**Job:** Report each line of the records below that contains the word "crowd", copying every such line in full.

**Records for the task:**
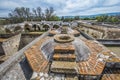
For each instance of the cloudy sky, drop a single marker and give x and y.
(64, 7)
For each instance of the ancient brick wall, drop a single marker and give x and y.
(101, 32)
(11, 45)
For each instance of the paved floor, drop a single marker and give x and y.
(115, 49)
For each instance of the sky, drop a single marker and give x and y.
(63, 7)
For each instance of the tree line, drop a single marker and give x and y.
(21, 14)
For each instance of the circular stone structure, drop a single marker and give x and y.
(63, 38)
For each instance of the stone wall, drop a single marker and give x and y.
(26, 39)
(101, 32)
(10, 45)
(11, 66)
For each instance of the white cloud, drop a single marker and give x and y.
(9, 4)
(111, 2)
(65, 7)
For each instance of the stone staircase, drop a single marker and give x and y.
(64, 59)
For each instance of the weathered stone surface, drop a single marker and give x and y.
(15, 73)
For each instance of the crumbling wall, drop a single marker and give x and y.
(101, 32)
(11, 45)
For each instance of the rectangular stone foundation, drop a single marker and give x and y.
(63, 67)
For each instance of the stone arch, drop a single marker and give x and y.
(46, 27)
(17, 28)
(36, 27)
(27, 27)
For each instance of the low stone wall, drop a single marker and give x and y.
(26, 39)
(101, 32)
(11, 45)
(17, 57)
==
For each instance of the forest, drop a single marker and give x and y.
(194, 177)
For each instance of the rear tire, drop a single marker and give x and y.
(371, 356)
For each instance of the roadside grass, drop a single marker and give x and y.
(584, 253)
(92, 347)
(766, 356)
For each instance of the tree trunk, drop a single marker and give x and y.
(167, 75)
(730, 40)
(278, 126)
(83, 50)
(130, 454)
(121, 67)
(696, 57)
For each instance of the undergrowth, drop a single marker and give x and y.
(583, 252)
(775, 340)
* * *
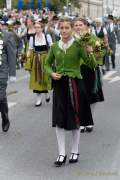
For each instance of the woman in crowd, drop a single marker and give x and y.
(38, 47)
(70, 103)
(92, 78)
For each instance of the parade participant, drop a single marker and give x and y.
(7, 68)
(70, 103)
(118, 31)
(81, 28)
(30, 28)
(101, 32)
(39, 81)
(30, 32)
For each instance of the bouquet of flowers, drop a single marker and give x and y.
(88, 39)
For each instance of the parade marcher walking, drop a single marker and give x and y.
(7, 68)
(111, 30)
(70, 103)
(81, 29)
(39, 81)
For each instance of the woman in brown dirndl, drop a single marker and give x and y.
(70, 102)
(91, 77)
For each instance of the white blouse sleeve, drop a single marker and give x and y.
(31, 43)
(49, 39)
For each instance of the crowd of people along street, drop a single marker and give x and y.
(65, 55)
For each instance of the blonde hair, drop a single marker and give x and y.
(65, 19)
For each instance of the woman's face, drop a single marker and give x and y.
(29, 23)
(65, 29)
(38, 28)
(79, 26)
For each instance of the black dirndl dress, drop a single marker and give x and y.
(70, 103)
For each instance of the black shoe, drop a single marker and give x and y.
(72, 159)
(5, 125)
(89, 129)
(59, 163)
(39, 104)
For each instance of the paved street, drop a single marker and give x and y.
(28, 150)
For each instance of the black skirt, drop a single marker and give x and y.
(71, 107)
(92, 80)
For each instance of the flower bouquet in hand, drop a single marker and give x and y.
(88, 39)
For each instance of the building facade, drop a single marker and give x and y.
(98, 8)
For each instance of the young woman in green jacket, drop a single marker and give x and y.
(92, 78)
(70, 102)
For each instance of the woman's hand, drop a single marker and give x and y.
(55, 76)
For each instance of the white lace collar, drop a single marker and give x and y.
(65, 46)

**Full answer:**
For each instance of the woman in crowd, drop a single marker and give x and y.
For each instance of the crowd of people along street, drop a single marker and give x and y.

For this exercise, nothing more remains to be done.